Tekstfragment:

══════════

KdG stelt vast dat bedrijven, organisaties en verenigingen waar studenten stage lopen niet altijd dezelfde mening zijn toegedaan. Regelmatig wordt studenten een stageplaats geweigerd, omdat ze een hoofddoek dragen. Studenten met een hoofddoek krijgen niet dezelfde kansen op leerervaringen. Dit ondermijnt het gelijke kansenbeleid in het onderwijs. Iets dat KdG enorm belangrijk vindt.
Steeds meer KdG opleidingen vragen een duidelijke visie en een kader van KdG. Wat is het standpunt van KdG inzake het dragen van een hoofddoek op de stageplek? Hoe moeten KdG medewerkers omgaan met verantwoordelijken op stageplekken die studenten met een hoofddoek weigeren?

══════════

Rijen uit een dataset:
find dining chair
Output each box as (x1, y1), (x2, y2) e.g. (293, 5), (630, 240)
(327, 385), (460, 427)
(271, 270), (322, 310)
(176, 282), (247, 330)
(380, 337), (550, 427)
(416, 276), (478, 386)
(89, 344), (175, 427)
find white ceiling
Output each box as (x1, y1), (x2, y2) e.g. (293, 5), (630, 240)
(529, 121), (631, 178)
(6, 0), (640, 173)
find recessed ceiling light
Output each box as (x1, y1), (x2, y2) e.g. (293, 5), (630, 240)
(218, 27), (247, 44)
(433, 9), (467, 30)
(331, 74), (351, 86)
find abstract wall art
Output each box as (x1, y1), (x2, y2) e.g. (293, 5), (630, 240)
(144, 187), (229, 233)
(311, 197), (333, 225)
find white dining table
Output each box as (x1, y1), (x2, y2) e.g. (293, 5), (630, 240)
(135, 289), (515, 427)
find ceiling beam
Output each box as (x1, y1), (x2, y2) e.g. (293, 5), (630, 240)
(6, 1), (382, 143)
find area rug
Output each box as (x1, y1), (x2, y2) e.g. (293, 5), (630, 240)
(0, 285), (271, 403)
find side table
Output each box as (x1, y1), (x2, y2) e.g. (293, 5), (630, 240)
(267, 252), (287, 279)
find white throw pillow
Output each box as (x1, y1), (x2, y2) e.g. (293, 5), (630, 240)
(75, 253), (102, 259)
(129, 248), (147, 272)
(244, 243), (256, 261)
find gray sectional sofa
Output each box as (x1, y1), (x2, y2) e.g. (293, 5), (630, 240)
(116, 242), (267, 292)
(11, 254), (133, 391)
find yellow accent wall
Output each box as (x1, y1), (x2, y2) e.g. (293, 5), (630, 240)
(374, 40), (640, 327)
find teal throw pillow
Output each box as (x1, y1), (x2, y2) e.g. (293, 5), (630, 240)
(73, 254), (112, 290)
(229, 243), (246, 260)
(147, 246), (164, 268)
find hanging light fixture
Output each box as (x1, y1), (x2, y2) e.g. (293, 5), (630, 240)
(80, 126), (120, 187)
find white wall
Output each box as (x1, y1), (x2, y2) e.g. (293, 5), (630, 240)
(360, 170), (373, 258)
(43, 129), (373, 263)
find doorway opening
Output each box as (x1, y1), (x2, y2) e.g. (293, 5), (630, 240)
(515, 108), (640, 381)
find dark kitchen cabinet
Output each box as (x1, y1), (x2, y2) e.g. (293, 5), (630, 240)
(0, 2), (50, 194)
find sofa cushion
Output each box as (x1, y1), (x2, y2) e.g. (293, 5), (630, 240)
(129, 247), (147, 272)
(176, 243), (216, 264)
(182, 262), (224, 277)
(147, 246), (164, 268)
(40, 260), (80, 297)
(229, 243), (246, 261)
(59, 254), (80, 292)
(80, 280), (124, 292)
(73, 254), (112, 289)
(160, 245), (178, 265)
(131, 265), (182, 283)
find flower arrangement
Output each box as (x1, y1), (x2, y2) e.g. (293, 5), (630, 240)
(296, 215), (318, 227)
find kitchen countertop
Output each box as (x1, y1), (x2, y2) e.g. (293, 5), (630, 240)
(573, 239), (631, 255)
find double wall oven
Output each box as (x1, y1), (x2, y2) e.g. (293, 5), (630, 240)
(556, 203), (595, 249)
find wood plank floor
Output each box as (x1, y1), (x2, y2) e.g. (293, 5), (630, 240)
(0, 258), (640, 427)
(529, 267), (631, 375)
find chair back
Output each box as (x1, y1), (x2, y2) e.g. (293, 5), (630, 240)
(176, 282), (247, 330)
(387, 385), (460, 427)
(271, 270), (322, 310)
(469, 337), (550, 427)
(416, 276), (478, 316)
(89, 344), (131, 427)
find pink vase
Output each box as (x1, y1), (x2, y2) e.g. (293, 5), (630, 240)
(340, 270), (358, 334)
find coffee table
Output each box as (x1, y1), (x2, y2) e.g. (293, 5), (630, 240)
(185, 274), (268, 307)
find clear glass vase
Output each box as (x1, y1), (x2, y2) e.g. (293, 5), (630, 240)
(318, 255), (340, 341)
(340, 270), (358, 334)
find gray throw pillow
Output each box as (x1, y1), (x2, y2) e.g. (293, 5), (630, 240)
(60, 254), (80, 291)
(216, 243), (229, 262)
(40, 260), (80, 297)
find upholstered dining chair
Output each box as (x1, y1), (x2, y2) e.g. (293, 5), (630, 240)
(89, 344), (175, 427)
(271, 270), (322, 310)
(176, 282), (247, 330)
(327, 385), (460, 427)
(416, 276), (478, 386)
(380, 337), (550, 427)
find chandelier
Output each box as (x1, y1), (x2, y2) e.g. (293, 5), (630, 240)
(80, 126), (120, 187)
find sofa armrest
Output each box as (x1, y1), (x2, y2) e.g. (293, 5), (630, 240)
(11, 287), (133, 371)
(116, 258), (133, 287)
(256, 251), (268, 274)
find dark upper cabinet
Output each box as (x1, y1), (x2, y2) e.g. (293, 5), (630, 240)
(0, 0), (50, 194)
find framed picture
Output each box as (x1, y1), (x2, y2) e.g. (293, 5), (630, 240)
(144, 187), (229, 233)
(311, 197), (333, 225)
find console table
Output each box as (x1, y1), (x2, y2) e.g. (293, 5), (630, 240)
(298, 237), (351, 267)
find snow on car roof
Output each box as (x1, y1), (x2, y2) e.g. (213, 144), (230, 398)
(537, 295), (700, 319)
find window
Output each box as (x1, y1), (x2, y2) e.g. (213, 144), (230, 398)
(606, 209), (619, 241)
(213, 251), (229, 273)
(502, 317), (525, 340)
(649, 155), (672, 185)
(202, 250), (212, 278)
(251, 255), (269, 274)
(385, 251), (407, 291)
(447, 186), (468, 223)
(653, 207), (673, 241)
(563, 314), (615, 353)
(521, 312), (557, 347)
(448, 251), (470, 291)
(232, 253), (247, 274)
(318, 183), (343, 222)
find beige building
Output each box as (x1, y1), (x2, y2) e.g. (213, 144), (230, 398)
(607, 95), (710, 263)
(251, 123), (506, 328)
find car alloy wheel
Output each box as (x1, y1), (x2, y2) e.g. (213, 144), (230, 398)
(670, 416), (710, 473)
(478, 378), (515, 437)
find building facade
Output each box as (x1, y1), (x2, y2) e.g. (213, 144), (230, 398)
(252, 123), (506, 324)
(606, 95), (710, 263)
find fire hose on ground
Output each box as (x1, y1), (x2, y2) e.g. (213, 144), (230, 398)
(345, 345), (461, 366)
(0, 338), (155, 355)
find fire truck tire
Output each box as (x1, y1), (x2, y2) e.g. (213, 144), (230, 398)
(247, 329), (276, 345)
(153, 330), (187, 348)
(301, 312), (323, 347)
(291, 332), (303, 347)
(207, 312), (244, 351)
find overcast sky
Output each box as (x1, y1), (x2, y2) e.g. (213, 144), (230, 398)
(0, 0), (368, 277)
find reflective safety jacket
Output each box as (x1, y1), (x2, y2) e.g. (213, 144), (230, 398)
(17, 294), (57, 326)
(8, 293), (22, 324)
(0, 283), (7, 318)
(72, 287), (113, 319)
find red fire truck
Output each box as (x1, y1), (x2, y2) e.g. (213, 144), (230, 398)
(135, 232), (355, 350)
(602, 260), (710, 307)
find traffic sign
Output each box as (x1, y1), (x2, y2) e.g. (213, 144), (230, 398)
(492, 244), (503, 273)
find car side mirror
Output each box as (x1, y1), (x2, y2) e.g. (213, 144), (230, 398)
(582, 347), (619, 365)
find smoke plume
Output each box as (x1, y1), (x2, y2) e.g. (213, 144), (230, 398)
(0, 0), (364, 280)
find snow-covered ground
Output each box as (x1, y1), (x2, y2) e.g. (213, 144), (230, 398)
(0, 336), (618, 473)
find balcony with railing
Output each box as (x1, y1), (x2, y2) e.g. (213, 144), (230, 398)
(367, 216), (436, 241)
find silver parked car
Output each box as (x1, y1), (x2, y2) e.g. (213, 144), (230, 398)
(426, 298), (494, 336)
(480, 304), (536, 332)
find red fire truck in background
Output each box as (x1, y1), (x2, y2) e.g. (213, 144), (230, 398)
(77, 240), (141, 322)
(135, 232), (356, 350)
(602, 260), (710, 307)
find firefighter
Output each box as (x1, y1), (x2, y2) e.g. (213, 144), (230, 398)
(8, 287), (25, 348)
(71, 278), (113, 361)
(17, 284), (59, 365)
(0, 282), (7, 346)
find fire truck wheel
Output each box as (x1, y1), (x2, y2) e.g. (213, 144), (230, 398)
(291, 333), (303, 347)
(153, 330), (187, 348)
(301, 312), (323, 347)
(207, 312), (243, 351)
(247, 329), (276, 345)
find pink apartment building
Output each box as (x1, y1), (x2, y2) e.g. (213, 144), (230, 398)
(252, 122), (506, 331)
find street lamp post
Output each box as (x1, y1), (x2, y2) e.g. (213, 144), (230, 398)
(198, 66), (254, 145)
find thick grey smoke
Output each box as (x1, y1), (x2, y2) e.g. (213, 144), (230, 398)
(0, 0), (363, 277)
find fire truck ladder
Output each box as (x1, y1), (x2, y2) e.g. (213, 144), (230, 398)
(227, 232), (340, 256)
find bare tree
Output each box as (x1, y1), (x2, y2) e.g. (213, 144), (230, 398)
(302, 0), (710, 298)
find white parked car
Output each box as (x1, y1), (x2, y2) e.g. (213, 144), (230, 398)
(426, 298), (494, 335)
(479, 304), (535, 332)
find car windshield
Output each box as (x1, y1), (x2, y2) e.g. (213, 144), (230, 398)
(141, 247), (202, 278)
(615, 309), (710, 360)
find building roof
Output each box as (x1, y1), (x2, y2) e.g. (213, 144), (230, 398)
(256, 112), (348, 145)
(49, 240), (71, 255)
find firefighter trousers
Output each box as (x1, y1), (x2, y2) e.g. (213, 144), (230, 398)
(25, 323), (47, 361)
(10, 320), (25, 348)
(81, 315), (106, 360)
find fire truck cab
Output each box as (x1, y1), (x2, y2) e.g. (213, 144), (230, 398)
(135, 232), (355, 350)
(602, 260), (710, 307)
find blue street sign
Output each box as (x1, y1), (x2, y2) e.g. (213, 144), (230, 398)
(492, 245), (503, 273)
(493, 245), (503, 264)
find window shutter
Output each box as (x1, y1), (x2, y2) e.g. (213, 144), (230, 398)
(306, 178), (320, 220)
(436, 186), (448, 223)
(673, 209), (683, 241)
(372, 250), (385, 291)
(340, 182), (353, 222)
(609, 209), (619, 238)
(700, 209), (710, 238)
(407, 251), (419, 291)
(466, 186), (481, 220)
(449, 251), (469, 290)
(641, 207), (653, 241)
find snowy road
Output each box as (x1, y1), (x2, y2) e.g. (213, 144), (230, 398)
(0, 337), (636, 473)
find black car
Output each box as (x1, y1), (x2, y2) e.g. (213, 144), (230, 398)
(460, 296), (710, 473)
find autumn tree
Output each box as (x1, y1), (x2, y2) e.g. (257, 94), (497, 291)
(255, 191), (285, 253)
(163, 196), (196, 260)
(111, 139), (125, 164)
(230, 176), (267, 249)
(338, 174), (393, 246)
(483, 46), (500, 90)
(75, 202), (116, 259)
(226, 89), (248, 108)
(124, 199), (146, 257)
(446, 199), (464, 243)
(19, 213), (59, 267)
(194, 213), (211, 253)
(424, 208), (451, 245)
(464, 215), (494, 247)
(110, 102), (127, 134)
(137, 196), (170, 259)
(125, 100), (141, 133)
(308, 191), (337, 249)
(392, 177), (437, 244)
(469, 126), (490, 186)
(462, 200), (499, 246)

══════════

Te doen:
1) Waarom vindt KdG het een probleem dat studenten met een hoofddoek een stageplaats geweigerd wordt? Leg dat in één tot drie zinnen uit op basis van de tekst over hoofddoeken op de stageplek.
2) Wat vragen steeds meer KdG-opleidingen aan KdG volgens de tekst over hoofddoeken op de stageplek?
3) Geef letterlijk het deel van de tekst over hoofddoeken op de stageplek weer dat opent met de woorden "Steeds meer KdG" en sluit met "een hoofddoek weigeren?".

Antwoorden op volgorde:
1) Studenten met een hoofddoek krijgen daardoor niet dezelfde kansen op leerervaringen. Dat ondermijnt het gelijke kansenbeleid in het onderwijs, en dat vindt KdG enorm belangrijk.

2) Een duidelijke visie en een kader van KdG.

3)
Steeds meer KdG opleidingen vragen een duidelijke visie en een kader van KdG. Wat is het standpunt van KdG inzake het dragen van een hoofddoek op de stageplek? Hoe moeten KdG medewerkers omgaan met verantwoordelijken op stageplekken die studenten met een hoofddoek weigeren?